● **PROVIDED INFORMATION**
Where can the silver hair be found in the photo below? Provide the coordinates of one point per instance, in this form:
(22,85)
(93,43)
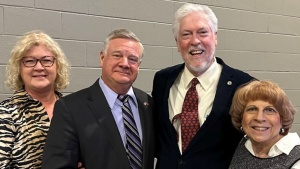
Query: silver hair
(189,8)
(123,34)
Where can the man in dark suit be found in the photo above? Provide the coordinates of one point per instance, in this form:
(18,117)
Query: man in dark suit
(214,141)
(88,125)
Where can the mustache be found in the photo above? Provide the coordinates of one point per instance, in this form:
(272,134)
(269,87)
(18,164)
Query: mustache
(193,48)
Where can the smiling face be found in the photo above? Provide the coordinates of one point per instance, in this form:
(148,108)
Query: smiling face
(120,66)
(261,122)
(196,43)
(38,78)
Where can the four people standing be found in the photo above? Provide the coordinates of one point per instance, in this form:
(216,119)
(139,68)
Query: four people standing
(110,124)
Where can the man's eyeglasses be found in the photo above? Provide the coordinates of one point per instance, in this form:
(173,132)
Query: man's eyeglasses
(46,61)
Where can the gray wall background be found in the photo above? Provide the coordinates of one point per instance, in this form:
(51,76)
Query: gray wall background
(259,37)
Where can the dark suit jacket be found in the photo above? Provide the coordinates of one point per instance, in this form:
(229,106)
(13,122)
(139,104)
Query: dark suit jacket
(83,129)
(214,144)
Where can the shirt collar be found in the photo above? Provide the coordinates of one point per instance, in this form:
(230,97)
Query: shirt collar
(205,80)
(112,96)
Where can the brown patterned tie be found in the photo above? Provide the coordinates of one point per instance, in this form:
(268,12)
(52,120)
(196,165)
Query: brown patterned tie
(189,115)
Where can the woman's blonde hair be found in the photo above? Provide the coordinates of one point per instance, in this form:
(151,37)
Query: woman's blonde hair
(26,42)
(266,91)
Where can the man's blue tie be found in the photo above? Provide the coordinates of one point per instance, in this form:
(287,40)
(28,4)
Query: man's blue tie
(133,142)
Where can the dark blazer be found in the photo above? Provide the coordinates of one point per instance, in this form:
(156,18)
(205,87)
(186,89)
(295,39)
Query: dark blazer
(83,129)
(214,144)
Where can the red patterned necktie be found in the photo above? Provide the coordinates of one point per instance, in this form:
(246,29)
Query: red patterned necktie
(189,115)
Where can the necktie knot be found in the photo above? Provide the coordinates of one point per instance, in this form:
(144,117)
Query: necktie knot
(195,81)
(123,98)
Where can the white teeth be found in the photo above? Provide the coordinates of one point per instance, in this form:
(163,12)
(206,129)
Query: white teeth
(196,52)
(260,128)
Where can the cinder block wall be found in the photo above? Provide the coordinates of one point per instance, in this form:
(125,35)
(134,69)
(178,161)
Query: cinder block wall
(259,37)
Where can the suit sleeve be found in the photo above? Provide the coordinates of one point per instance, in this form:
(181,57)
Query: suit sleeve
(62,147)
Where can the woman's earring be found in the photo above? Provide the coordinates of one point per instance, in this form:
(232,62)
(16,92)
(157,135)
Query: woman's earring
(282,131)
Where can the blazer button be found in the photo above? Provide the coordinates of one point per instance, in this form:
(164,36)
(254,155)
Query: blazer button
(181,164)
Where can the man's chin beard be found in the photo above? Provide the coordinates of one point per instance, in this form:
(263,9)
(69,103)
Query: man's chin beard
(198,70)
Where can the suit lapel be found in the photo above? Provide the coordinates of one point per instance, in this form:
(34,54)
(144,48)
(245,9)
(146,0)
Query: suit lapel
(170,128)
(225,89)
(101,110)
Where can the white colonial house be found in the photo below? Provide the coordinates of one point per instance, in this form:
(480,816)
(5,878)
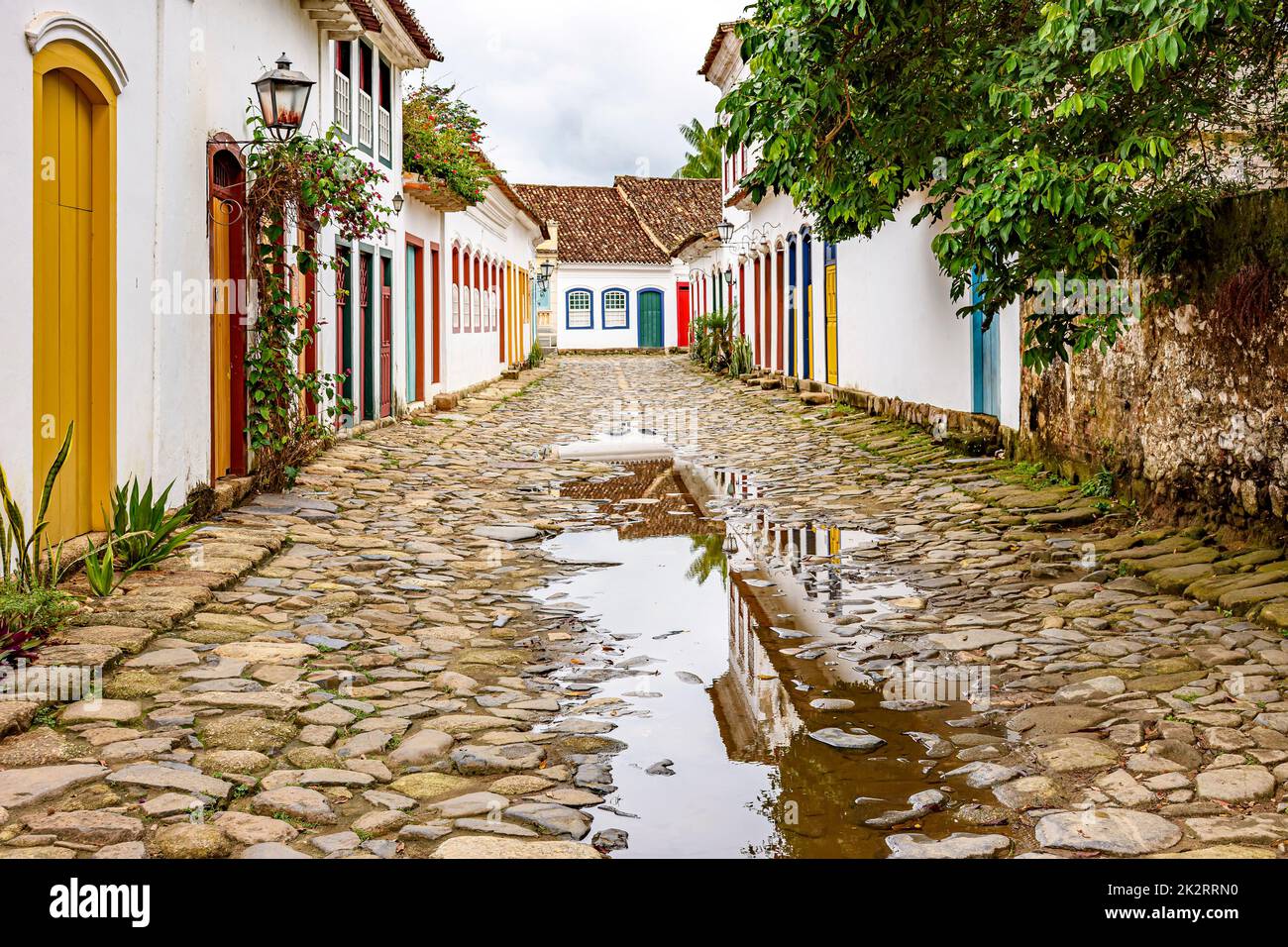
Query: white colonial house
(130,305)
(621,277)
(129,123)
(874,315)
(489,260)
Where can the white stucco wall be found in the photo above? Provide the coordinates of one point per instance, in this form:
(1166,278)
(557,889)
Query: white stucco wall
(597,277)
(898,333)
(497,230)
(189,68)
(189,65)
(425,223)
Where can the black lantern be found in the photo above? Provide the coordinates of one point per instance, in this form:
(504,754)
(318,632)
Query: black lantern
(283,95)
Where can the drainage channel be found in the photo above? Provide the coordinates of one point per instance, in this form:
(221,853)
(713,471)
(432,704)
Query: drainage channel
(722,665)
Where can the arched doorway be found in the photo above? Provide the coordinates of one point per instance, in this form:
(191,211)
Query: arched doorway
(652,333)
(227,184)
(73,367)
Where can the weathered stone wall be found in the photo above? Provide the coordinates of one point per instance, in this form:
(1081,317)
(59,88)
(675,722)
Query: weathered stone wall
(1189,410)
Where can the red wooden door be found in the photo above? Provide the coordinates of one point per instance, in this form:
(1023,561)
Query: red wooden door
(437,317)
(386,347)
(778,277)
(682,313)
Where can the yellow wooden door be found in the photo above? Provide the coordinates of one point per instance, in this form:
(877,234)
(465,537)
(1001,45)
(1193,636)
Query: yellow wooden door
(220,338)
(829,320)
(64,312)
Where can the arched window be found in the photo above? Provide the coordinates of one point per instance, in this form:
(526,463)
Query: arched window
(465,292)
(616,313)
(742,296)
(580,309)
(456,290)
(793,308)
(476,292)
(806,304)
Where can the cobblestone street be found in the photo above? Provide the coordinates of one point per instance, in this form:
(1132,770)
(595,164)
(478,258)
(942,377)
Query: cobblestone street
(360,668)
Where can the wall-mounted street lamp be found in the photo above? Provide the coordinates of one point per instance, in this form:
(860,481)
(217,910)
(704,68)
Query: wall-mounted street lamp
(283,94)
(756,239)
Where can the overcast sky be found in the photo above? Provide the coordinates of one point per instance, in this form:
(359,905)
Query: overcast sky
(575,91)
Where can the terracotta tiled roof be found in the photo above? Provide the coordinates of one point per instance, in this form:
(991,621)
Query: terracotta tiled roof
(411,24)
(370,22)
(674,210)
(595,224)
(716,42)
(366,16)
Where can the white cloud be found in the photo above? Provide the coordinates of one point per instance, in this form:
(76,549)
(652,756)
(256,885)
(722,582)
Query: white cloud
(575,91)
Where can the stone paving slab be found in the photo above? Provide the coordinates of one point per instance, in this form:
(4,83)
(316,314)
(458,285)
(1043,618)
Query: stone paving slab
(348,659)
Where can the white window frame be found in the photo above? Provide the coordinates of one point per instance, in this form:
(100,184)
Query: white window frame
(579,312)
(343,102)
(364,118)
(616,317)
(386,123)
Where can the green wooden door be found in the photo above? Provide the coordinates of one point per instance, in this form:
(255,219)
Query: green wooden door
(651,320)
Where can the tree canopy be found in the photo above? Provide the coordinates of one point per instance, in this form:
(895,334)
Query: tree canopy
(706,158)
(1069,140)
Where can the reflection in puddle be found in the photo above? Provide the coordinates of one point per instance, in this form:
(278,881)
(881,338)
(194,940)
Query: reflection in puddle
(722,644)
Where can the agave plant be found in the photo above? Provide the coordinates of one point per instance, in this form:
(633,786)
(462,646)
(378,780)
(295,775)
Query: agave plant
(31,607)
(142,532)
(26,564)
(739,357)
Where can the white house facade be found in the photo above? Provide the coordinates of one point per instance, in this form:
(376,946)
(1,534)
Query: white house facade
(874,315)
(129,123)
(621,281)
(489,260)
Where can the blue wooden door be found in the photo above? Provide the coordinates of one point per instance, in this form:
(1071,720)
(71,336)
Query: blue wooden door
(806,307)
(791,307)
(411,337)
(986,352)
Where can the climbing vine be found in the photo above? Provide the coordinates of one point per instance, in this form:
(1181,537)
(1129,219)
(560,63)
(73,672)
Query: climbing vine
(441,140)
(295,188)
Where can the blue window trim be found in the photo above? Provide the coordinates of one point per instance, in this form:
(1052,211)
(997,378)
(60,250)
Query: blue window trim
(793,304)
(375,112)
(567,313)
(603,308)
(806,303)
(347,134)
(639,326)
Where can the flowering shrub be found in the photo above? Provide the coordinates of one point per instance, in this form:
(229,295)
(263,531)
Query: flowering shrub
(441,140)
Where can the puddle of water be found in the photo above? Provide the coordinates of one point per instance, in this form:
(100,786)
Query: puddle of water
(625,434)
(728,634)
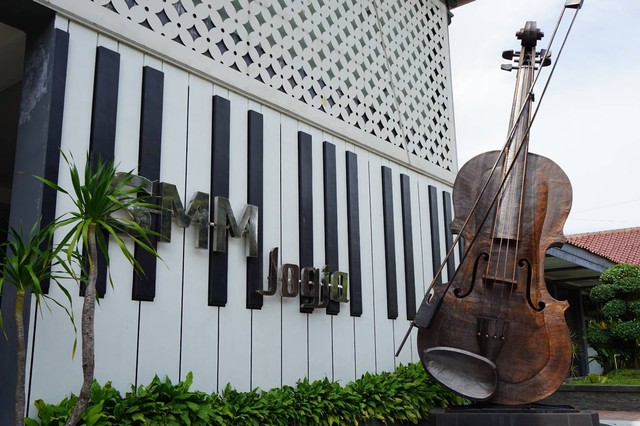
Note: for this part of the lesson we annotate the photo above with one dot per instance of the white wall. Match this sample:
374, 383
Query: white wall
178, 332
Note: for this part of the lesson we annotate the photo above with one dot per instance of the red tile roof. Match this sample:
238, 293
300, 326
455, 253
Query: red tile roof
617, 245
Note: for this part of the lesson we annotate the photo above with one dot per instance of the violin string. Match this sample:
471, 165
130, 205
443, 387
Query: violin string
511, 226
456, 243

● **REQUIRED TASK**
As a numbered list, give every line from the one holding "Where can the blue wooden" through the last line, inclusive. Leave out blank lines and pictures.

● **WRITTEN RESPONSE**
1. Where can the blue wooden door be found in the photo above? Provide the coordinates of one point per instance, in this form:
2. (1071,720)
3. (71,336)
4. Query: blue wooden door
5. (806,307)
6. (791,307)
7. (411,337)
8. (986,352)
9. Where can the climbing vine be found in the photo above? Provide the coordinates of one point per instance, in this form:
10. (1181,537)
11. (1129,219)
12. (560,63)
13. (73,672)
14. Query: climbing vine
15. (441,140)
16. (295,188)
17. Where can the blue window trim be found in the photo above? Provide the coordinates of one point per instance, in this form:
18. (1052,211)
19. (997,378)
20. (60,250)
21. Query: blue window trim
22. (793,304)
23. (375,112)
24. (567,313)
25. (603,308)
26. (806,303)
27. (347,134)
28. (639,326)
29. Where can the flowering shrub be found in the photo above? Provide the coordinates of one point per instance, in this form:
30. (229,295)
31. (263,531)
32. Query: flowering shrub
33. (441,140)
34. Where can the puddle of water be found in the photo above? Provide the coordinates of one point per instance, in this form:
35. (100,786)
36. Query: puddle of water
37. (625,434)
38. (728,634)
39. Note: for this part of the lesson we annotate the photo above with one dot per instance of the white wall. Match this sample:
40. 374, 383
41. Query: white wall
42. 178, 332
43. Note: for this part of the lesson we annotate the photo above with one dot per instance of the red tile roof. Match this sample:
44. 238, 293
45. 300, 326
46. 455, 253
47. Query: red tile roof
48. 617, 245
49. Note: for this part of the lesson we annotate the photo above with one dot per instance of the violin string. Match this sample:
50. 471, 165
51. 130, 205
52. 443, 387
53. Query: violin string
54. 511, 226
55. 456, 243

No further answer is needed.